*Request*
Take down each entry exactly as written.

>> begin Supplied information

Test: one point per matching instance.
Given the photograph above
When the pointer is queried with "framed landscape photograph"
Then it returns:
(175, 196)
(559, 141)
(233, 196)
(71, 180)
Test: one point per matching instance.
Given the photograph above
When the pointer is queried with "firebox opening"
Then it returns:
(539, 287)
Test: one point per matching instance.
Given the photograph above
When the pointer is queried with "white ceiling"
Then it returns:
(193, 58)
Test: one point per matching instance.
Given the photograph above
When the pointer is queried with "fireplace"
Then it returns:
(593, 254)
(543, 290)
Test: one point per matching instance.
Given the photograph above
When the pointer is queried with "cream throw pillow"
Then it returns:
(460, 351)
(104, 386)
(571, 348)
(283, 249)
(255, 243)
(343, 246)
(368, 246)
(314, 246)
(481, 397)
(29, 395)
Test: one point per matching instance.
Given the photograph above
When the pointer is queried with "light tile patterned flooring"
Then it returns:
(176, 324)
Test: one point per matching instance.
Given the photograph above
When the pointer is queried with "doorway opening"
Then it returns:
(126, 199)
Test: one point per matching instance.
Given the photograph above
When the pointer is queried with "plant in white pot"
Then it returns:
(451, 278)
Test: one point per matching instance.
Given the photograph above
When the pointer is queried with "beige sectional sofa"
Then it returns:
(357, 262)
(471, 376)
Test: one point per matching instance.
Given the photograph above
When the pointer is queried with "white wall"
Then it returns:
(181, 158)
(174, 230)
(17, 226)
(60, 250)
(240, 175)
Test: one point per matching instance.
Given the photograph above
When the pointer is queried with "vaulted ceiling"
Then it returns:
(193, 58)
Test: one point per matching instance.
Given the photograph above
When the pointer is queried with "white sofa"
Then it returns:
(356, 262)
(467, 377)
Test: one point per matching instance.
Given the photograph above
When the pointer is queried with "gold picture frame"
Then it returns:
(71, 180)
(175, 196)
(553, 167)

>> end Supplied information

*The output*
Test: one point per matching instance.
Given the photograph above
When the pointer is queried with "framed landscape photograph"
Then it returns:
(175, 196)
(559, 141)
(233, 196)
(71, 180)
Test: one point per matching instance.
Given the photograph above
When the pointer is queried with "firebox opening"
Then it returns:
(539, 287)
Test: one point per matching instance.
Given the photograph above
When the pointer is queried with "white ceiling"
Then it returns:
(193, 58)
Test: one point per matching instance.
Given the photograph above
When the pointer is queried with "fireplace"
Then it returns:
(593, 254)
(543, 290)
Test: one point per matching instance.
Given the photograph above
When the pointer is queried with "cream throw pillow"
Then it returns:
(460, 351)
(104, 386)
(571, 348)
(283, 249)
(255, 243)
(343, 246)
(368, 246)
(314, 246)
(481, 397)
(29, 395)
Test: one point per matching instance.
Given the photograph above
When the pointer is queried with "light tile patterned flooring"
Then it returns:
(176, 324)
Test: one point per matching instance.
Given the photograph above
When the pointer is queried with "doorway opening"
Then it returns:
(126, 199)
Test: one point per matching instance.
Given the photograph above
When the pointer is queried with "plant in white pot"
Then it returns:
(451, 278)
Test: one point per matching instance.
Given the photograph above
When the pointer is queried with "beige sectional sofa"
Then it returns:
(357, 262)
(471, 376)
Test: one point per matching instance.
Given the photograph above
When the pointer is queried with "white wall"
Then it returns:
(181, 158)
(174, 230)
(17, 226)
(60, 250)
(240, 175)
Test: one point per matching instance.
Given the photograph above
When the pointer is queried with "vaulted ceiling"
Then it returns:
(193, 58)
Test: one point per matching instance.
Given the photograph above
When the pointer is queried with "white sofa"
Then it returns:
(356, 262)
(467, 377)
Test: one point per matching instance.
Given the photograph above
When the pointer is queried with "gold picture frame"
Then it returns:
(71, 180)
(175, 196)
(553, 167)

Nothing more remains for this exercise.